• _Your tasks_
1. Using the report on Warner Bros Discovery's rejection of Paramount's bid, answer each question briefly.
(a) What is the value of Paramount's revised hostile bid?
(b) How much incremental debt does the letter say Paramount intends to incur?
(c) What is the value of Netflix's deal for the studio and other assets?
2. Pick up the report on Warner Bros Discovery's rejection of Paramount's bid and continue it past its final sentence.

(Given text Opens)

Previously, Warner Bros had urged its shareholders to reject the hostile takeover bid of Paramount saying that a merger with Netflix would expand consumer choice, strengthen distribution reach, and create new opportunities for the creative community.
Warner Bros Discovery (WBD) has rejected Paramount Skydance’s latest attempt to buy the studio, saying its revised $108.4 billion hostile bid was ‘inadequate’ and amounted to a risky leveraged buyout, the company said in a statement on Wednesday.
As per the statement, the WBD board has advised its shareholders that December’s revised offer from Paramount was still not as appealing as the existing agreement with Netflix — even though Paramount said it had addressed many of Warner Bros.’ biggest concerns.
AFP quoted the company stating that the board “has unanimously determined that Paramount Skydance’s tender offer… is not in the best interests of WBD and its shareholders and does not meet the criteria of a ‘Superior Proposal’ under the terms of WBD’s merger agreement with Netflix”.
The WBD board has also called Paramount’s hostile takeover offer “inadequate” and overly risky. In the letter to the shareholders, the board likened Paramount’s proposal to a leveraged buyout.
The revised Paramount offer “remains inadequate, particularly given the insufficient value it would provide, the lack of certainty in PSKY’s ability to complete the offer, and the risks and costs borne by WBD shareholders should PSKY fail to complete the offer,” Reuters quoted the board saying.
Paramount is much smaller than WBD, so “to effect the transaction, it intends to incur an extraordinary amount of incremental debt — more than $50 billion — through arrangements with multiple financing partners,” the letter stated.
Paramount had sought to alleviate concerns about the financing by pointing to the fact that one of the world’s richest people, Oracle billionaire Larry Ellison, is bankrolling much of the proposed takeover, CNN reported. However, WBD has reaffirmed its commitment to streaming giant Netflix’s $82.7 billion deal for the film and television studio and other assets.
“From our perspective, they’ve got to put something on the table that is compelling,” CNBC quoted Warner Bros Chairman Samuel Di Piazza saying while referring to the Paramount offer.

(Given text Closes)
(Raw data Opens)

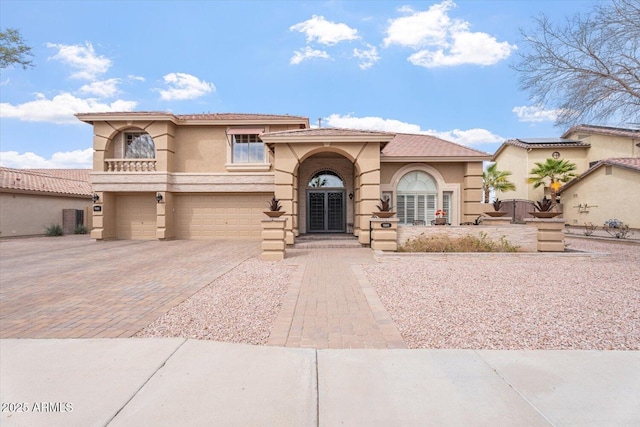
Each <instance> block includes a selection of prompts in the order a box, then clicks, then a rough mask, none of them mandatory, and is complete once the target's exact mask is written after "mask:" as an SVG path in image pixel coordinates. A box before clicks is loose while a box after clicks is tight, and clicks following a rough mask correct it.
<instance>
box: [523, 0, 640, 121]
mask: <svg viewBox="0 0 640 427" xmlns="http://www.w3.org/2000/svg"><path fill="white" fill-rule="evenodd" d="M521 34H522V36H523V39H524V40H523V41H522V42H521V43H520V46H521V47H523V49H521V51H520V54H519V57H520V60H519V62H518V63H517V64H516V65H514V66H513V69H514V70H516V71H517V72H518V73H519V75H520V76H519V77H520V88H521V89H523V90H526V91H528V92H529V94H530V98H531V100H532V101H533V102H534V103H536V104H539V105H544V106H548V107H551V108H553V109H557V110H559V111H560V114H559V115H558V117H557V120H556V124H557V125H561V126H566V125H573V124H577V123H579V122H596V123H602V122H607V121H615V122H618V123H623V122H626V121H631V122H639V121H640V2H638V1H637V0H612V1H611V3H608V4H604V5H603V4H599V5H597V6H596V7H595V8H594V9H593V10H592V12H591V13H589V14H587V15H579V14H578V15H575V16H573V17H569V18H567V19H566V21H565V22H564V23H563V24H562V25H555V24H553V23H552V22H551V20H550V19H549V18H548V17H547V16H545V15H541V16H539V17H537V18H535V31H533V32H531V33H527V32H526V31H524V30H521Z"/></svg>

(Raw data Closes)

• _Answer list_
1.
(a) $108.4 billion
(b) More than $50 billion
(c) $82.7 billion

2.
This comes weeks after WBD had urged its shareholders to reject the hostile takeover bid by Paramount, saying that a merger with Netflix would expand consumer choice, strengthen distribution reach, and create new opportunities for the creative community.
Paramount and Netflix have been fighting for the control of Warner Bros, and with it, its prized film and television studios. WBD’s lucrative entertainment franchises include “Harry Potter”, “Game of Thrones”, “Friends” and the DC Comics universe, as well as coveted classic films such as “Casablanca” and “Citizen Kane.”
Warner Bros. Discovery, whose operations span Warner Bros Entertainment, Turner Entertainment, DC Comics, Hanna-Barbera and Cartoon Network, added that Netflix’s portfolio of global content and studio capabilities would complement its own business rather than overlap with it.
In December, Paramount had directly appealed to Warner Bros. shareholders, asking them to reject the Netflix-backed deal that has the support of the Warner Bros. board. Paramount has offered $30 per Warner share, higher than Netflix’s bid of $27.75 per share.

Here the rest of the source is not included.